## Requirement
Reproduce the portion of the AOTInductor blog post that starts with "05-28-202605-28-2026 blog 8" and goes on through "and GPU sub-models.".

## Provided passage
◇ ◇ ◇

PyTorch AOTInductor Hybrid Lowering

05-28-202605-28-2026 blog 8 minutes read (About 1224 words) visits

Introduction

In my previous blog post “PyTorch Fake Export”, I mentioned that PyTorch exported program allows operators on different devices and explicit device transfer operators in the same graph. This means that a PyTorch exported program can have a hybrid device execution plan, where some operators are executed on CPU and some operators are executed on GPU, with explicit device transfers in between.

In this blog post, I would like to discuss how PyTorch AOTInductor can compile a PyTorch exported program with a hybrid device execution plan into a single executable package that can run the whole model end-to-end, with part of the operators running on CPU and part of the operators running on GPU, without needing to manually split the model into separate CPU and GPU sub-models.

PyTorch AOTInductor Hybrid Lowering

The following example follows the one used in my previous blog post “PyTorch Fake Export”. However, instead of exporting fake models, this time we have to export the model with actual data. The example input tensors can remain fake tensors though. The exported programs are compiled with AOTInductor using the torch._inductor.aoti_compile_and_package API, which produces a single executable package for each exported program. The compiled AOTInductor package can be loaded with torch._inductor.aoti_load_package API, which returns a Python callable that can be invoked with real input tensors to run the model end-to-end.

test_torch_hybrid_lowering.py

from pathlib import Path

import torch
import torch.nn as nn
import torch.profiler
from torch._inductor import aoti_compile_and_package, aoti_load_package
from torch._subclasses.fake_tensor import FakeTensorMode


class MLP(nn.Module):
    """MLP configurable across CPU, GPU, or a CPU-GPU hybrid split.

◇ ◇ ◇

## Record extracts
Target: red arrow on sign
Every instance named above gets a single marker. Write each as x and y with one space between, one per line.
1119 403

◇ ◇ ◇

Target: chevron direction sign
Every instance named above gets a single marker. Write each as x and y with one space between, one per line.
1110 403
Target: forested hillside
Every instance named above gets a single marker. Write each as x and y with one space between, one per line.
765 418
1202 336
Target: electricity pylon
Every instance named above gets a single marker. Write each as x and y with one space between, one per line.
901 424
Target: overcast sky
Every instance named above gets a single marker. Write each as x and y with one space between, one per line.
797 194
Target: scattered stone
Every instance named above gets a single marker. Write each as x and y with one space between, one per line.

◇ ◇ ◇

## Result below
05-28-202605-28-2026 blog 8 minutes read (About 1224 words) visits

Introduction

In my previous blog post “PyTorch Fake Export”, I mentioned that PyTorch exported program allows operators on different devices and explicit device transfer operators in the same graph. This means that a PyTorch exported program can have a hybrid device execution plan, where some operators are executed on CPU and some operators are executed on GPU, with explicit device transfers in between.

In this blog post, I would like to discuss how PyTorch AOTInductor can compile a PyTorch exported program with a hybrid device execution plan into a single executable package that can run the whole model end-to-end, with part of the operators running on CPU and part of the operators running on GPU, without needing to manually split the model into separate CPU and GPU sub-models.